YOUR INSTRUCTIONS:
All of the material below is to be returned exactly.

** Begin **

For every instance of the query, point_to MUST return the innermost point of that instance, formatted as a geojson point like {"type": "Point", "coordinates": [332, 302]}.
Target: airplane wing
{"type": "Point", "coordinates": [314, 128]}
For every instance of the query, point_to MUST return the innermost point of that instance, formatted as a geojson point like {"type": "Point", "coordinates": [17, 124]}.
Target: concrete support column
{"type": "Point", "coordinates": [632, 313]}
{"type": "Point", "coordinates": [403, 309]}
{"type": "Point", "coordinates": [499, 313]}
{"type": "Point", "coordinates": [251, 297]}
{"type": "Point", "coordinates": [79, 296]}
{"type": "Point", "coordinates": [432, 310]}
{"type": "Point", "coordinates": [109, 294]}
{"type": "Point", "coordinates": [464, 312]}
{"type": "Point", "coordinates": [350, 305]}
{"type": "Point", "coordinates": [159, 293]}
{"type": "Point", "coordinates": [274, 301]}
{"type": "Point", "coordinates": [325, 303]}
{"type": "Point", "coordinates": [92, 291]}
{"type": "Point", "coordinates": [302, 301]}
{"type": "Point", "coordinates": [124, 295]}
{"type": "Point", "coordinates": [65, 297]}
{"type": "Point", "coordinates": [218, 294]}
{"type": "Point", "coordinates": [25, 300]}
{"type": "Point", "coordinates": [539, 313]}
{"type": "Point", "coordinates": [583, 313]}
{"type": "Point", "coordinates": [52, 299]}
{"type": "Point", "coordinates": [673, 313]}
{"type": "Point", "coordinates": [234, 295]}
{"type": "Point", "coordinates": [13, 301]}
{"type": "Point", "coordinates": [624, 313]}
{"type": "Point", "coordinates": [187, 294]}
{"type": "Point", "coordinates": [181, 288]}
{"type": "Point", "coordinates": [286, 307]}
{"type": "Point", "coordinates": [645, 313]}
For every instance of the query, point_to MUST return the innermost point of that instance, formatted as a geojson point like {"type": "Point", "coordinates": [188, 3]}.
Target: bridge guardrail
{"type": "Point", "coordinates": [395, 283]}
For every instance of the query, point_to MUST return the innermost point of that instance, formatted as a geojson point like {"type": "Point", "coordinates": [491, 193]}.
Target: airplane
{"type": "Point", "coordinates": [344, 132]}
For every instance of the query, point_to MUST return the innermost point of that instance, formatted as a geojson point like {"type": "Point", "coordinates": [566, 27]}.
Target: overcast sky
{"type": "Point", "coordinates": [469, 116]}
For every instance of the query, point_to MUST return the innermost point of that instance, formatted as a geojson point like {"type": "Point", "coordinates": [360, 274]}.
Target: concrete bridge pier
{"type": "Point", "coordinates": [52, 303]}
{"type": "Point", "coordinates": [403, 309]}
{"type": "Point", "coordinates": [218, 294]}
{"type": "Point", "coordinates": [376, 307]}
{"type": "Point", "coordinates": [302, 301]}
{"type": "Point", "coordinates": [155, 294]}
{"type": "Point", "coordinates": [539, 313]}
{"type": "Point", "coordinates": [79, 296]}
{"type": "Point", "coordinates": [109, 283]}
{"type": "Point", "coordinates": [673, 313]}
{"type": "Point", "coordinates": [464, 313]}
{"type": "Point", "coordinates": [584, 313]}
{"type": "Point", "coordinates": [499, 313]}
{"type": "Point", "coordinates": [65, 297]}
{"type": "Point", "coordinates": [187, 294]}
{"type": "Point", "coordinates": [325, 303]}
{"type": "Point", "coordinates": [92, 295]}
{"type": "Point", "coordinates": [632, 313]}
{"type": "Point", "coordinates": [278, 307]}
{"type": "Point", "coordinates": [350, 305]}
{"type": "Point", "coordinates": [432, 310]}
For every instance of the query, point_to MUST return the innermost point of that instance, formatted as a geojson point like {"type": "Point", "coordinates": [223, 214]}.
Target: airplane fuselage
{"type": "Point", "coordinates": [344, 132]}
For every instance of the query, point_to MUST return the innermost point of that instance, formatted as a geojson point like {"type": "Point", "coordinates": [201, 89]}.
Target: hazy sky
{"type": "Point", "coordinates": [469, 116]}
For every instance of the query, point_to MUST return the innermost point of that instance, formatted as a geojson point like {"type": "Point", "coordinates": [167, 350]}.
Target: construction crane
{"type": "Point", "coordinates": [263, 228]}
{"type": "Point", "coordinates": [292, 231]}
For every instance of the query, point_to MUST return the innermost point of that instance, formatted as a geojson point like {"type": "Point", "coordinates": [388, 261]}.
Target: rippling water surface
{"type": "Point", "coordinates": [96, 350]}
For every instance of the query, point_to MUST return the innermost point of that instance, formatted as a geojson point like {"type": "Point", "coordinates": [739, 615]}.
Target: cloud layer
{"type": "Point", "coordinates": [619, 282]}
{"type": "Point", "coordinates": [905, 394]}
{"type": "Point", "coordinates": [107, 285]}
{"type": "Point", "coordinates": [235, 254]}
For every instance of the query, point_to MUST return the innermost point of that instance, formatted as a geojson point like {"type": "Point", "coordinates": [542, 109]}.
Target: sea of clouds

** End **

CORRECT RESPONSE:
For every instance of the query, point_to MUST return the innermost point of that instance, formatted as a geojson point like {"type": "Point", "coordinates": [332, 302]}.
Target: airplane wing
{"type": "Point", "coordinates": [314, 128]}
For every instance of the query, point_to MUST return the innermost point of that instance, formatted as a geojson point like {"type": "Point", "coordinates": [17, 124]}.
Target: concrete support column
{"type": "Point", "coordinates": [632, 313]}
{"type": "Point", "coordinates": [403, 309]}
{"type": "Point", "coordinates": [499, 313]}
{"type": "Point", "coordinates": [251, 297]}
{"type": "Point", "coordinates": [79, 296]}
{"type": "Point", "coordinates": [432, 310]}
{"type": "Point", "coordinates": [109, 294]}
{"type": "Point", "coordinates": [464, 312]}
{"type": "Point", "coordinates": [350, 305]}
{"type": "Point", "coordinates": [159, 293]}
{"type": "Point", "coordinates": [274, 301]}
{"type": "Point", "coordinates": [325, 303]}
{"type": "Point", "coordinates": [92, 291]}
{"type": "Point", "coordinates": [302, 301]}
{"type": "Point", "coordinates": [124, 295]}
{"type": "Point", "coordinates": [65, 297]}
{"type": "Point", "coordinates": [218, 294]}
{"type": "Point", "coordinates": [25, 300]}
{"type": "Point", "coordinates": [539, 313]}
{"type": "Point", "coordinates": [583, 313]}
{"type": "Point", "coordinates": [52, 299]}
{"type": "Point", "coordinates": [673, 313]}
{"type": "Point", "coordinates": [234, 295]}
{"type": "Point", "coordinates": [13, 301]}
{"type": "Point", "coordinates": [624, 313]}
{"type": "Point", "coordinates": [187, 294]}
{"type": "Point", "coordinates": [181, 288]}
{"type": "Point", "coordinates": [286, 307]}
{"type": "Point", "coordinates": [645, 313]}
For every instance of the query, point_to MUST return the innermost point of that instance, formatted as a geojson point like {"type": "Point", "coordinates": [188, 3]}.
Target: bridge guardrail
{"type": "Point", "coordinates": [395, 283]}
For every instance of the query, point_to MUST return the innermost point of that instance, formatted as a geojson point like {"type": "Point", "coordinates": [491, 193]}.
Target: airplane
{"type": "Point", "coordinates": [344, 132]}
For every instance of the query, point_to MUST return the innermost point of that instance, formatted as a geojson point like {"type": "Point", "coordinates": [566, 27]}.
Target: overcast sky
{"type": "Point", "coordinates": [469, 116]}
For every instance of the query, point_to MUST return the innermost point of that instance, formatted as a geojson point like {"type": "Point", "coordinates": [360, 274]}.
Target: concrete bridge pier
{"type": "Point", "coordinates": [52, 303]}
{"type": "Point", "coordinates": [403, 309]}
{"type": "Point", "coordinates": [218, 294]}
{"type": "Point", "coordinates": [376, 307]}
{"type": "Point", "coordinates": [302, 301]}
{"type": "Point", "coordinates": [155, 294]}
{"type": "Point", "coordinates": [539, 313]}
{"type": "Point", "coordinates": [79, 296]}
{"type": "Point", "coordinates": [109, 283]}
{"type": "Point", "coordinates": [673, 313]}
{"type": "Point", "coordinates": [464, 313]}
{"type": "Point", "coordinates": [584, 313]}
{"type": "Point", "coordinates": [499, 313]}
{"type": "Point", "coordinates": [65, 297]}
{"type": "Point", "coordinates": [187, 294]}
{"type": "Point", "coordinates": [325, 303]}
{"type": "Point", "coordinates": [92, 295]}
{"type": "Point", "coordinates": [632, 313]}
{"type": "Point", "coordinates": [278, 307]}
{"type": "Point", "coordinates": [350, 305]}
{"type": "Point", "coordinates": [432, 310]}
For every instance of the query, point_to MUST return the innermost point of that instance, formatted as a geojson point like {"type": "Point", "coordinates": [223, 214]}.
Target: airplane fuselage
{"type": "Point", "coordinates": [344, 132]}
For every instance of the query, point_to MUST return the innermost point of that instance, formatted as a geojson point like {"type": "Point", "coordinates": [201, 89]}.
Target: hazy sky
{"type": "Point", "coordinates": [469, 116]}
For every instance of the query, point_to MUST return the innermost point of that instance, formatted as a geojson point like {"type": "Point", "coordinates": [167, 350]}.
Target: construction crane
{"type": "Point", "coordinates": [263, 228]}
{"type": "Point", "coordinates": [292, 231]}
For every instance of the query, point_to MUST return the innermost point of that instance, formatted as a geojson point like {"type": "Point", "coordinates": [388, 261]}.
Target: rippling water surface
{"type": "Point", "coordinates": [96, 350]}
For every instance of the query, point_to MUST return the innermost point of that instance, formatted as a geojson point like {"type": "Point", "coordinates": [739, 615]}.
Target: cloud layer
{"type": "Point", "coordinates": [619, 282]}
{"type": "Point", "coordinates": [905, 394]}
{"type": "Point", "coordinates": [107, 285]}
{"type": "Point", "coordinates": [235, 254]}
For every instance of the query, point_to MUST return the innermost point of that instance, formatted as a geojson point like {"type": "Point", "coordinates": [542, 109]}.
Target: sea of clouds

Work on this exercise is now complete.